Dataset entries

- - - - -

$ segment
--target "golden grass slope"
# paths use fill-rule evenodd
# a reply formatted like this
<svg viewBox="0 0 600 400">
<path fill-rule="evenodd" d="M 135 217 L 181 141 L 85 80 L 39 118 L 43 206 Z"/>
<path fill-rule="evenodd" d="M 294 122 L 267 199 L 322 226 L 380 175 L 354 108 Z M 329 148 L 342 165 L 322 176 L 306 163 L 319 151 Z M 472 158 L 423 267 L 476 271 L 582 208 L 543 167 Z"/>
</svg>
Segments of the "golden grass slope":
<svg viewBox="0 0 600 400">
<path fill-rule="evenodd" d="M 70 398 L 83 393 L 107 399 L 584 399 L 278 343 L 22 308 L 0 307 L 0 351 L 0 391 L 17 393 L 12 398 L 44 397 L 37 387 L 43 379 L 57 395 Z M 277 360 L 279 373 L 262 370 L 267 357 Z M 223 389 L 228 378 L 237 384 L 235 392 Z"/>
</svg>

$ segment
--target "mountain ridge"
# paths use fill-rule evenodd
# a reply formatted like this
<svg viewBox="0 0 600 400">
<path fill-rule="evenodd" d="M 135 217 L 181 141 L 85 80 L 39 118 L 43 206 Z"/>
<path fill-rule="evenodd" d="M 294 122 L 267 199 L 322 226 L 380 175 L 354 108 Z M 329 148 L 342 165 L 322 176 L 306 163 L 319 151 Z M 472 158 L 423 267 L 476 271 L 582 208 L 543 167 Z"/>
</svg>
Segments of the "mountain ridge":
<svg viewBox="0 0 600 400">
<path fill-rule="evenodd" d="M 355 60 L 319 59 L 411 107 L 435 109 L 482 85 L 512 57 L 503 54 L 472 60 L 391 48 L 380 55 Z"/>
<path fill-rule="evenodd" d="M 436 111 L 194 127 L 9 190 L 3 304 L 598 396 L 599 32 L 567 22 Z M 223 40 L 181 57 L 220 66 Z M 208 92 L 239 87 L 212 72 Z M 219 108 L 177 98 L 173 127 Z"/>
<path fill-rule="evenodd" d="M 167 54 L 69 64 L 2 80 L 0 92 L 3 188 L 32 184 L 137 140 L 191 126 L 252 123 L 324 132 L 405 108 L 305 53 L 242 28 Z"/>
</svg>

- - - - -

Please write out the records from above, keeping every line exact.

$ segment
--target "golden grass slope"
# paths use fill-rule evenodd
# a reply formatted like this
<svg viewBox="0 0 600 400">
<path fill-rule="evenodd" d="M 135 217 L 181 141 L 85 80 L 39 118 L 43 206 Z"/>
<path fill-rule="evenodd" d="M 294 122 L 267 199 L 322 226 L 380 175 L 354 108 Z M 329 148 L 342 165 L 322 176 L 306 163 L 319 151 Z M 472 158 L 423 267 L 476 271 L 582 208 L 543 167 Z"/>
</svg>
Segments of the "golden grass slope":
<svg viewBox="0 0 600 400">
<path fill-rule="evenodd" d="M 70 398 L 83 393 L 107 399 L 584 399 L 278 343 L 22 308 L 0 307 L 0 351 L 0 391 L 17 393 L 12 398 L 44 397 L 37 387 L 43 379 L 57 395 Z M 277 360 L 279 373 L 262 370 L 267 357 Z M 223 389 L 228 378 L 237 384 L 235 392 Z"/>
</svg>

$ segment
--target "mountain ridge"
# paths use fill-rule evenodd
# a reply formatted like this
<svg viewBox="0 0 600 400">
<path fill-rule="evenodd" d="M 135 217 L 181 141 L 85 80 L 39 118 L 43 206 Z"/>
<path fill-rule="evenodd" d="M 294 122 L 267 199 L 322 226 L 380 175 L 354 108 Z M 329 148 L 342 165 L 322 176 L 306 163 L 319 151 Z M 472 158 L 423 267 L 476 271 L 582 208 L 543 167 Z"/>
</svg>
Segments of the "mountain ridge":
<svg viewBox="0 0 600 400">
<path fill-rule="evenodd" d="M 355 60 L 319 59 L 411 107 L 435 109 L 482 85 L 512 57 L 503 54 L 472 60 L 391 48 L 380 55 Z"/>
<path fill-rule="evenodd" d="M 436 111 L 194 127 L 9 190 L 3 304 L 598 396 L 599 32 L 567 22 Z M 223 40 L 181 57 L 220 66 Z M 208 92 L 239 87 L 212 72 Z M 219 108 L 177 98 L 173 127 Z"/>
<path fill-rule="evenodd" d="M 167 54 L 69 64 L 2 80 L 0 92 L 3 188 L 32 184 L 137 140 L 191 126 L 252 123 L 324 132 L 405 108 L 305 53 L 242 28 Z"/>
</svg>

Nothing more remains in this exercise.